Isabel Mansione, Diana Zac and Marta Viola present an interdisciplinary research work on violence at secondary level schools. The authors say that the title of their paper “relates to some unconscious beliefs shared by the social groups that shape the community. The authors point out that in the education community Bion’s basic assumption groups are clearly present.
“Premature birth is a traumatic event. Technical progress may generate unprecedented situations that have an impact on the mother-child relationship”.
Dr. Osvaldo Menéndez describes a session with a group of mothers in which their fantasies around the experience are shown. Such a place is thought as “a compensating structure that would work as a continent which reverie would process the sensorial impressions of Beta elements, transforming them in Alfa elements that can be used for thinking and symbolize, allowing to re-establish the link”.
Dr. Victoria Zolotnicki thinks that the analytic situation is the temporal space in which the process develops. The process originates in the mental models with which we operate. The author contends that the ways in which the emotional experiences express themselves in the session and the difficulties in learning from them allow for the process of working through. The Epistemological perspective of mental phenomena recognizes in emotionality the meaning of the links and the seed of the thoughts that shall develop thinking.
Dr. Carlos Barredo tells us that psychoanalysis is a method, an asymmetrical device in which the experience of the unconscious takes place. In this paper the author discusses countertransference, the question of the presence and the person of the analyst. Dr. Barredo says that free association makes possible the emergence of an unknown knowledge, of the forms in which Freud referred to the unconscious. He emphasizes the importance of making free association feasible; it´s effectiveness implies the evacuation of the “meta” representations that would orientate towards a termination of the associative process. It is not the case of not expecting anything, but of not knowing what is expected, which presents itself as a surprise that the analyst sanctions with an interpretation. For that to be possible, the analyst has to be located in the place in which the dispositive attaches as the place of the Other. The author describes his model of work through what he thinks about interpretations, about the person of the analyst, about countertransference and about the different elements that constitute the psychoanalytic field in which he develops his work.

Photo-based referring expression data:
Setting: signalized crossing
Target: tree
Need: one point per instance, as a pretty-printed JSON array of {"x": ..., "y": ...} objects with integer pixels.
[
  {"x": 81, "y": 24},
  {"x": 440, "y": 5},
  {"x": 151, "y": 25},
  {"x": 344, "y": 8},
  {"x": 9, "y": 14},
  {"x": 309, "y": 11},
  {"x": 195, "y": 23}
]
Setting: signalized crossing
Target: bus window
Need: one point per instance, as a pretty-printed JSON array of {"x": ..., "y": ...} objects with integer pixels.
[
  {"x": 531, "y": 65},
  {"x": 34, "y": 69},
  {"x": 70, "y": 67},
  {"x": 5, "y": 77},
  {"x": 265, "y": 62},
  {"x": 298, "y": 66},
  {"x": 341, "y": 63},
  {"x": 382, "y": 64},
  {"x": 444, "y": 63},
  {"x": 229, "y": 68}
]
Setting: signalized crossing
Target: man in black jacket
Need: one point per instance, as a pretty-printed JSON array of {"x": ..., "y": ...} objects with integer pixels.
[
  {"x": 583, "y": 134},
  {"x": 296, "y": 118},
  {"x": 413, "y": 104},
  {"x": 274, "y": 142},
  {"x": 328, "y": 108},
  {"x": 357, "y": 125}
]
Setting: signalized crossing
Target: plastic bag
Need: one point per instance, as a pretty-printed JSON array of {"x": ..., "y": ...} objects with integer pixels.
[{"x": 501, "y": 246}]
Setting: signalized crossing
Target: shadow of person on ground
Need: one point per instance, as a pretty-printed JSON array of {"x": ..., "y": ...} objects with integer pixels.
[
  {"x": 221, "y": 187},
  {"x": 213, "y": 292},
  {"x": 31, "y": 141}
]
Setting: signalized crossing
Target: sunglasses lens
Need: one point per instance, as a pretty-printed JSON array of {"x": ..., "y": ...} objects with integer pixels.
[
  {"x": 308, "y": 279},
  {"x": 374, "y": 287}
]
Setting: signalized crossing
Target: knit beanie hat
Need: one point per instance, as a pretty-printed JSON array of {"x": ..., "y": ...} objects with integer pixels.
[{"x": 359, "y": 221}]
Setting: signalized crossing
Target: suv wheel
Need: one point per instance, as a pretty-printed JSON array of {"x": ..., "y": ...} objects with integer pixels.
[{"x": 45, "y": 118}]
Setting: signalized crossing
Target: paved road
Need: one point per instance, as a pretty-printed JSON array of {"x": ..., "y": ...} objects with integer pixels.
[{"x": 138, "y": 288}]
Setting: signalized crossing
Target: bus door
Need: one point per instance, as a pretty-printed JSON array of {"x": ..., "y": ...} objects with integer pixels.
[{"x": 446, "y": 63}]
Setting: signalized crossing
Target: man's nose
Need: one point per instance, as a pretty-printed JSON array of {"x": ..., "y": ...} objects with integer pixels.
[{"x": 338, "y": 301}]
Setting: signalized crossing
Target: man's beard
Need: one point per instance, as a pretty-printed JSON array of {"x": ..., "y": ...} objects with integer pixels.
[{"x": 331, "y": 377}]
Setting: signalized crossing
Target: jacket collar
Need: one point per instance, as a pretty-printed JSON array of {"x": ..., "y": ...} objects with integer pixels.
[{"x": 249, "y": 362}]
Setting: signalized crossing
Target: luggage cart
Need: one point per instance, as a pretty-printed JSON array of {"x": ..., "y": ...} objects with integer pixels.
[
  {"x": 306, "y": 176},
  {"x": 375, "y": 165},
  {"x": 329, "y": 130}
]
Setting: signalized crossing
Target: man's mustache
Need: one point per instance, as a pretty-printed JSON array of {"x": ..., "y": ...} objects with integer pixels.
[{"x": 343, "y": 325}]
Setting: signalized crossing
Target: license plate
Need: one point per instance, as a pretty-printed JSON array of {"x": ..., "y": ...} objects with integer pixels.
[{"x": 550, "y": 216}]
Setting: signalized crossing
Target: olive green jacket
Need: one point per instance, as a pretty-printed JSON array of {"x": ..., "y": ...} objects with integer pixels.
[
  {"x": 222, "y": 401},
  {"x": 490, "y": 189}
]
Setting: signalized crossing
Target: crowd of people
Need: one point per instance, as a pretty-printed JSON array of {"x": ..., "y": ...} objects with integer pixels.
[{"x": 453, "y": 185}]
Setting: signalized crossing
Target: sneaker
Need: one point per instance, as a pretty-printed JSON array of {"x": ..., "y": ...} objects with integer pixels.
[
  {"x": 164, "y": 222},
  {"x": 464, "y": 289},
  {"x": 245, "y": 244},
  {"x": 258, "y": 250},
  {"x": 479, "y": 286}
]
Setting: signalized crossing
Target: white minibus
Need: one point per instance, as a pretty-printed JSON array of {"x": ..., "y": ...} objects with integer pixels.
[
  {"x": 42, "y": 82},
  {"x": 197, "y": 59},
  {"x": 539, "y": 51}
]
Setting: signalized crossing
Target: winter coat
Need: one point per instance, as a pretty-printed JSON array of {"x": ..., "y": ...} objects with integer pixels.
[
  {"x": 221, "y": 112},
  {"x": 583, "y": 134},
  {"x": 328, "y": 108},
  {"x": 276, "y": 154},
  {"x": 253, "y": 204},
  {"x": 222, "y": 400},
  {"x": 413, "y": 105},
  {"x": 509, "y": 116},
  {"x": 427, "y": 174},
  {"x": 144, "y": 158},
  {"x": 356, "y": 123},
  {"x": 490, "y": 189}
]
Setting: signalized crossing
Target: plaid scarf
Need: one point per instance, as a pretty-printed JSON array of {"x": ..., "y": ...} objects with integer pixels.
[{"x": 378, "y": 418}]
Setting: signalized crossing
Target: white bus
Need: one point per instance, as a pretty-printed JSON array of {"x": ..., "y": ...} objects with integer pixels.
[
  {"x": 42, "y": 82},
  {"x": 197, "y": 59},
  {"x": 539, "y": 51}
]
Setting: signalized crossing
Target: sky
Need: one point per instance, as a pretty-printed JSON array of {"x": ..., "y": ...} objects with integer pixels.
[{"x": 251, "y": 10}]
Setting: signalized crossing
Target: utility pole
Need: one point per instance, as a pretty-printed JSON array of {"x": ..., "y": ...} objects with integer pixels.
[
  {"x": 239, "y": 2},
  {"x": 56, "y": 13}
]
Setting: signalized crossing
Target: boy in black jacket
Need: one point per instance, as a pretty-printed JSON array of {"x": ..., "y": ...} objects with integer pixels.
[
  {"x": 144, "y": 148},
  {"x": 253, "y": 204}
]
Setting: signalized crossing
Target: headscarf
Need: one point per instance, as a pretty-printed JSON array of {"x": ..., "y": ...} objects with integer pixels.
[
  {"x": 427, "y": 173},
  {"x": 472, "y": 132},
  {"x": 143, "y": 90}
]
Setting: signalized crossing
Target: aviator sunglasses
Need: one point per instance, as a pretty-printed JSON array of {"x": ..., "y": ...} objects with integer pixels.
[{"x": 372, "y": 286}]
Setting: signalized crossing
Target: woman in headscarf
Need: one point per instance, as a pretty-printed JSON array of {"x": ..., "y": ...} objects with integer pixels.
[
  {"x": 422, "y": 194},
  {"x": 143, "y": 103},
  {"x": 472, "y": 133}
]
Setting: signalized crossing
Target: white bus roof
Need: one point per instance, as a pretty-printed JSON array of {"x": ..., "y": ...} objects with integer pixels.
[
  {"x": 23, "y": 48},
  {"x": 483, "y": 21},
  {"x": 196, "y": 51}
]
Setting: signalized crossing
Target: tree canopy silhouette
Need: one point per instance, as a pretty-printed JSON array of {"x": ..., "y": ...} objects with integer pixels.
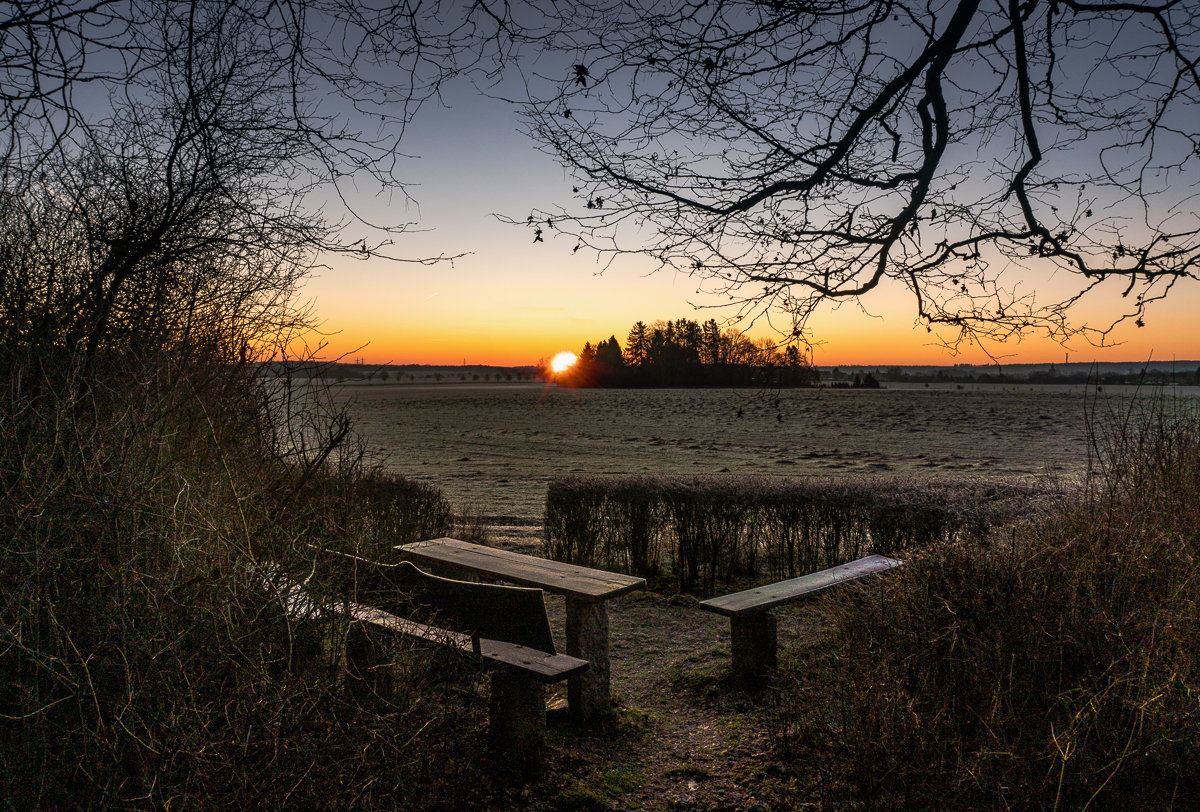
[{"x": 1001, "y": 160}]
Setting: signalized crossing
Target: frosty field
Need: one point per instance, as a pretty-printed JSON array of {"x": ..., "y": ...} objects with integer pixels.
[{"x": 492, "y": 447}]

QUESTIONS:
1. Reproduce word for word the part of the paper summaries from "Isabel Mansione, Diana" to "are clearly present.".
2. In the paper summaries, why must the "meta" representations be evacuated for Dr. Barredo's free association to be effective? Answer in one to three sentences.

COMPLETED EXERCISE:
1.
Isabel Mansione, Diana Zac and Marta Viola present an interdisciplinary research work on violence at secondary level schools. The authors say that the title of their paper “relates to some unconscious beliefs shared by the social groups that shape the community. The authors point out that in the education community Bion’s basic assumption groups are clearly present.

2. Those "meta" representations would orient the work toward a termination of the associative process. Evacuating them keeps what is expected unknown, so it can present itself as a surprise that the analyst sanctions with an interpretation.